* **Text passage**
##########

You may recall that a few years ago, a concept known as the metaverse swiftly emerged as the next big megatrend. If an executive referenced how their company planned to use the metaverse to transform operations, chances are investors plowed into the stock.

META SG&A Expense (Annual) Chart

META SG&A Expense (Annual) data by YCharts; SG&A = selling, general, and administrative.

There may be no other company that went all-in on the metaverse more than Meta -- it even changed its name from Facebook to Meta Platforms.

Throughout 2022, Meta poured billions of dollars into its metaverse ambitions. The company's spending across selling, general, & administrative (SG&A) functions, as well as research and development, began accelerating sharply. As its operating expenses ballooned, Meta's free cash flow deteriorated -- causing investors to become wary of the company's direction.

These dynamics led investors to sour on the stock, because the company's investments in the metaverse were not bearing fruit. As sentiment increasingly turned negative, shares sold off by more than 60% by the end of 2022.

Meta logo on a mobile phone.

Image source: Getty Images.

Meta's latest obsession is artificial intelligence

While Meta still has some level of interest in the metaverse -- namely through wearable hardware devices and enhanced gaming platforms -- the company's primary focus turned to artificial intelligence (AI).

During Meta's third-quarter earnings call last week, CEO Mark Zuckerberg spent quite a bit of time detailing the company's AI road map -- from new products and services, to how these projects are making a direct impact on consumer engagement and sales.

META Capital Expenditures (TTM) Chart

META Capital Expenditures (TTM) data by YCharts; TTM = trailing 12 months.

As the graph above illustrates, Meta's capital expenditures (capex) are rising rapidly to fund these new initiatives. Much of this spending can go into one of two buckets: infrastructure and talent acquisition.

Earlier this year, Meta took a $14.3 billion stake in data-labeling start-up Scale AI. And the company has been on a relentless push to bolster its engineering and research head count. It has reportedly hired a number of high-level employees away from competing AI platforms, forming its own in-house operation, dubbed Meta Superintelligence Labs (MSL).

##########

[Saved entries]
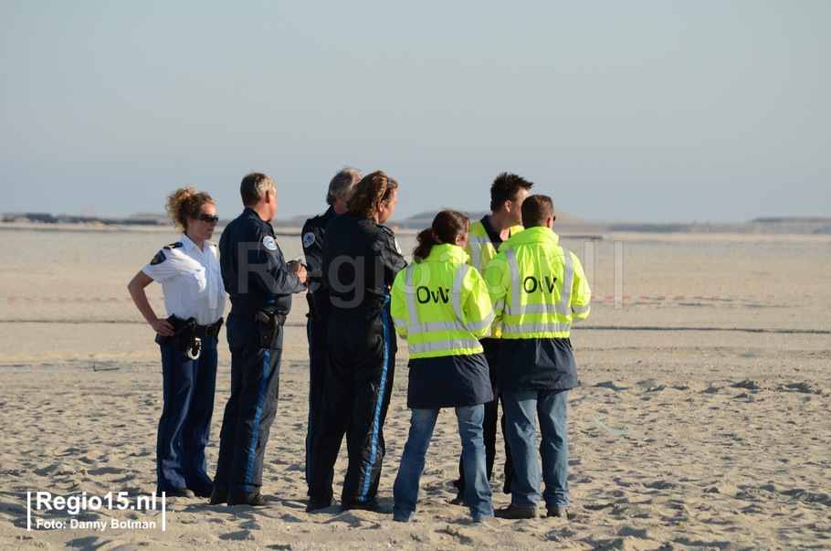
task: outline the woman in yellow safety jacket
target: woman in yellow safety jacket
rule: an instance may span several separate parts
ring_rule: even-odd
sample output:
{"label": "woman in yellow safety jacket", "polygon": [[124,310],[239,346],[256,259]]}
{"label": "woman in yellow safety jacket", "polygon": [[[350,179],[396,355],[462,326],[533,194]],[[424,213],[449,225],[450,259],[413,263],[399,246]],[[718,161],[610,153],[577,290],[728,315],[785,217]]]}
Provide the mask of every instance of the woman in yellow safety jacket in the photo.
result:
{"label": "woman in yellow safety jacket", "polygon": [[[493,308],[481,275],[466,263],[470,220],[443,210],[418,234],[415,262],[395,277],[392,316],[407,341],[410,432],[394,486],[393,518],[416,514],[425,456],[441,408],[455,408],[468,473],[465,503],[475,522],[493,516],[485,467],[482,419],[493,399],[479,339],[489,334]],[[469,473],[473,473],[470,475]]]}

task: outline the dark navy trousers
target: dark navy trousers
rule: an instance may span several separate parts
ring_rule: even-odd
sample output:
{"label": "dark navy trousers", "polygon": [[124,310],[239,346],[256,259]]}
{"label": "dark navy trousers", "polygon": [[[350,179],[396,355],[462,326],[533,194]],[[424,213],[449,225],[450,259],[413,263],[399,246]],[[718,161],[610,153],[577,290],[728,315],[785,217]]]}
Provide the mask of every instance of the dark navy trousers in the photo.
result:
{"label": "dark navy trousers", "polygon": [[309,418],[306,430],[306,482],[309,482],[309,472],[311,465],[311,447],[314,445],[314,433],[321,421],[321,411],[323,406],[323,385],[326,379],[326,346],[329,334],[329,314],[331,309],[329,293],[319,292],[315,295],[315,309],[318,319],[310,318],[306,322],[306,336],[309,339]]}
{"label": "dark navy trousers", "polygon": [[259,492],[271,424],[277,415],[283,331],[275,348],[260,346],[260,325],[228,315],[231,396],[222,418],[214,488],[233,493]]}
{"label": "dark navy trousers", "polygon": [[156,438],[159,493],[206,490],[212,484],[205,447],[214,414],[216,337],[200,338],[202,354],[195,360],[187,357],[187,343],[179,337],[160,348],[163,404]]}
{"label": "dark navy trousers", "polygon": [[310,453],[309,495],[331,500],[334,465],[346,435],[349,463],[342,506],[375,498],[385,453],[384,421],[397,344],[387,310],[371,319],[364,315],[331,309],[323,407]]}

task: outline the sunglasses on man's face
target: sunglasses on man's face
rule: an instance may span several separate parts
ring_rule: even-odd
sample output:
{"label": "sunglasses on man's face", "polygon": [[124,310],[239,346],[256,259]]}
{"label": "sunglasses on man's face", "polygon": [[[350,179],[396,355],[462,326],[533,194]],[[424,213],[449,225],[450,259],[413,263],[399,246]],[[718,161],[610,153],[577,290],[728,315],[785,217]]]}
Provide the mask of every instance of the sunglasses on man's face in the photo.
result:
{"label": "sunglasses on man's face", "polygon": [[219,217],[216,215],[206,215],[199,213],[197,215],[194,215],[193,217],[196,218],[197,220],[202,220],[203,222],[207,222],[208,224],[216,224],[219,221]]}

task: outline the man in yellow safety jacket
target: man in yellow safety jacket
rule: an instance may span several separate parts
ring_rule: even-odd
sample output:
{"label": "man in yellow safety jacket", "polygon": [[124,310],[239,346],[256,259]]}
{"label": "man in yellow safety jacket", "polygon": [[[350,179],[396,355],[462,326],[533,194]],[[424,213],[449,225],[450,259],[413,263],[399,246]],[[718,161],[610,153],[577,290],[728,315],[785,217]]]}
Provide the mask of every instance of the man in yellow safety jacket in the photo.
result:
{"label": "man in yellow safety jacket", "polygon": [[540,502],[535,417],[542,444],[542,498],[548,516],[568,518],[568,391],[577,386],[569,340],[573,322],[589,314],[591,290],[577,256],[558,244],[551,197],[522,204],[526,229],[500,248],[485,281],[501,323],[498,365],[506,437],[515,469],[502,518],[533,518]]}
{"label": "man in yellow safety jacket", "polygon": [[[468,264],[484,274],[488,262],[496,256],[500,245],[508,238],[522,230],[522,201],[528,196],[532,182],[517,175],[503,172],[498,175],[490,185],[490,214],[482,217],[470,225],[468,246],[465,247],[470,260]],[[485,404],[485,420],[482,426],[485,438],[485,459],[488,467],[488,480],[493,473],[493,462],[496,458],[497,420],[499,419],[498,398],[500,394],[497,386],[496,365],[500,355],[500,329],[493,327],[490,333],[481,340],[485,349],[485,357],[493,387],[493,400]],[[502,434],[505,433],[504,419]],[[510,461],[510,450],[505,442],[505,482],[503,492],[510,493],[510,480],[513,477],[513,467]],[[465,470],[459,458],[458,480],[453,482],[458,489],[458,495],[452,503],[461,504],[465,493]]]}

##########

* **What you need to do**
**1.** Answer these questions from the article about Meta:
(a) What was Meta's name before it became Meta Platforms?
(b) By how much had the shares sold off by the end of 2022?
(c) How large was Meta's stake in Scale AI?
**2.** Return every line of the listing that contains the string "task".

* **Answers**
**1.**
(a) Facebook
(b) More than 60%
(c) $14.3 billion

**2.**
task: outline the woman in yellow safety jacket
task: outline the dark navy trousers
task: outline the sunglasses on man's face
task: outline the man in yellow safety jacket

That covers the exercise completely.